(REQUIREMENTS) Restate the whole listing exactly.

Data records

—————

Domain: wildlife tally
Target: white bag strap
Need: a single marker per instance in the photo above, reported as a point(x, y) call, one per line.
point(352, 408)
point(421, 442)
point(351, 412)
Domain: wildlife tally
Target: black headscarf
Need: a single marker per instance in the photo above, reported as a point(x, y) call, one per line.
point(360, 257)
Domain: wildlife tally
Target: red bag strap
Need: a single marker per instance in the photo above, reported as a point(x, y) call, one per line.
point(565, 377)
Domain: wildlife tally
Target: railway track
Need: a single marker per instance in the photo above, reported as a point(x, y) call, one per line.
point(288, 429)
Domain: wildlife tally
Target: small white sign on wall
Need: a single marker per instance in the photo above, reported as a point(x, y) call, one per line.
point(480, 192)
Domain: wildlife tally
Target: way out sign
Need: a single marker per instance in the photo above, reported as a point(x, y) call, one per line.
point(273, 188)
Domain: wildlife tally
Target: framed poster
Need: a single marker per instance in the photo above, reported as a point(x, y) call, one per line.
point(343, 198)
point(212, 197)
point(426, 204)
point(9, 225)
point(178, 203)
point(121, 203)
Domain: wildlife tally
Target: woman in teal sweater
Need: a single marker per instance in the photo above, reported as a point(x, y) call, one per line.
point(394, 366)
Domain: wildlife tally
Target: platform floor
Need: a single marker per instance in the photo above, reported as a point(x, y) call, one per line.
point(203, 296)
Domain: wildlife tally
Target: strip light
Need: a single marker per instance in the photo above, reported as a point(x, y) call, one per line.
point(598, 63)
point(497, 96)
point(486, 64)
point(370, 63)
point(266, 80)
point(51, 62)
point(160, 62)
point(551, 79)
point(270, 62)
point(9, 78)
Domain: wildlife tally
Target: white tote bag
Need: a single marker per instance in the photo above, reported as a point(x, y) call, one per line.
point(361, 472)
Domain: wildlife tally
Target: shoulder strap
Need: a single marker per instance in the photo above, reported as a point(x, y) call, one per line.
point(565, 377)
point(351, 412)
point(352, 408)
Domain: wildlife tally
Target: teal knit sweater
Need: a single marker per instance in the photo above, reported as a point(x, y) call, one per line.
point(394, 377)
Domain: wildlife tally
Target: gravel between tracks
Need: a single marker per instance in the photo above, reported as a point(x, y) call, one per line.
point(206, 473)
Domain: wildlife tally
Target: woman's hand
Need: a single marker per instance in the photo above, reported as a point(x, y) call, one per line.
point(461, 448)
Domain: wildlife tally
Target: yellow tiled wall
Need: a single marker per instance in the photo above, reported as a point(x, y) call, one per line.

—————

(FULL RESPONSE)
Domain: wildlife tally
Target: white bag strap
Need: a single marker per instance in the photo above, reported as a point(x, y) call, one per line.
point(352, 408)
point(421, 442)
point(351, 412)
Domain: wildlife tally
Target: black headscarf
Need: a single marker per instance in the photo above, reported as a point(x, y) call, one per line.
point(360, 257)
Domain: wildlife tally
Target: red bag strap
Need: a single marker per instance in the photo above, reported as a point(x, y) call, one per line.
point(565, 377)
Domain: wildlife tally
Target: railway track
Need: a single marker per instance in the photo above, reported as a point(x, y) call, one per line.
point(288, 429)
Domain: wildlife tally
Target: small white sign on wall
Need: a single marker per instance in the photo above, reported as a point(x, y) call, one per line.
point(480, 192)
Domain: wildlife tally
Target: way out sign
Need: a single marker per instance in the photo above, reported as a point(x, y) call, one per line.
point(273, 188)
Domain: wildlife tally
Target: framed poster
Need: a single marker per instance in the photo above, reported as a point(x, y) call, one per line.
point(343, 198)
point(212, 197)
point(426, 204)
point(9, 225)
point(178, 203)
point(121, 203)
Domain: wildlife tally
Target: woman in teal sweater
Need: a single marker per instance in the photo above, reported as a point(x, y) call, one per line.
point(394, 366)
Domain: wildlife tally
Target: platform floor
Need: a single marker per instance in the photo above, reported as a point(x, y) call, one per line.
point(203, 296)
Domain: wildlife tally
Target: strip light
Need: a single marker per instance in the photo above, reported as a point(x, y) call, one per line.
point(598, 63)
point(497, 96)
point(486, 64)
point(370, 63)
point(266, 80)
point(51, 62)
point(160, 62)
point(551, 79)
point(270, 62)
point(9, 78)
Domain: wildlife tally
Target: white tote bag
Need: a single marker per instance in the photo above, reported as a point(x, y) call, one per line.
point(361, 472)
Domain: wildlife tally
Target: shoulder strap
Need: a single marker per instance in the photo above, reported as a point(x, y) call, one per line.
point(565, 377)
point(351, 412)
point(352, 408)
Domain: wildlife tally
Target: teal knit sweater
Need: a single marker per instance in the photo above, reported as a point(x, y) call, one per line.
point(394, 377)
Domain: wildlife tally
Target: gravel between tracks
Need: a single marker per instance in the photo above, reported as a point(x, y) call, one per line.
point(206, 473)
Domain: wildlife tally
Target: woman's hand
Need: a single marker per instance in the photo above, reported as a point(x, y) call, one per line.
point(461, 448)
Domain: wildlife tally
Target: yellow tiled wall
Need: a single marker per instance in the photo above, reported as a point(x, y) call, one per line.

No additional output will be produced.